§ Seitenauszug
------

Frühere Signatur: S. n. 21 p. 1
Beschreibstoff: Pergament
Sehr regelmässiges Kalbs- oder Ziegenpergament solider, zeitweise starker bis harter Qualität.
Umfang: 368 Seiten
Format: 34 x 26
Seitennummerierung:
  • Bleistiftpaginierung I. v. A., überspringt nach p. 107 eine Seite, von da ab die geraden Seiten rechts bis p. 261, springt 261 /263.
  • Zeitgenössische Lagennummerierung i-xxiiii, die Nr. ii (beschnittener Binio) fehlt.
Lagenstruktur: Quaternionen, ausser II[-1]17-22, nach p. 22 Bogen halb beschnitten, IV[-1]214-227, nach p. 25 Bogen halb beschnitten, II293-300 (Textende), II333-340 (do.). Der Anhang in kleinerem Format p. 357 - Schluss (s. u.) ist zusammengeklebt, ev. ehem. Quaternio ohne die 2 letzten Blätter (Heftfaden p. 364/365).
Seiteneinrichtung: Zweispaltig 24 x 18 (8/9), 27 Z., Blindlinierung, Zirkellöcher.

------

§ Bereitgestellte Angaben
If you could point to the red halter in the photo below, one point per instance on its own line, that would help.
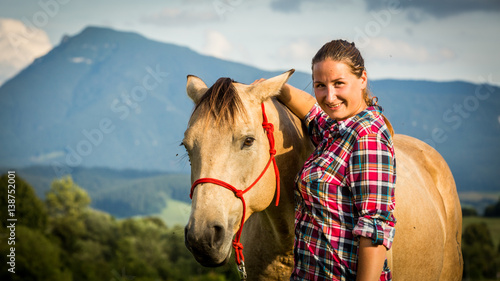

------

§ Deine Aufgabe
Erkläre mithilfe des Seitenauszugs, warum in der Bleistiftpaginierung nach p. 107 die geraden Seitenzahlen auf der rechten Seite stehen.

§ Erledigte Aufgabe
Die Bleistiftpaginierung überspringt nach p. 107 eine Seite. Deshalb stehen von da an bis p. 261 die geraden Seitenzahlen rechts.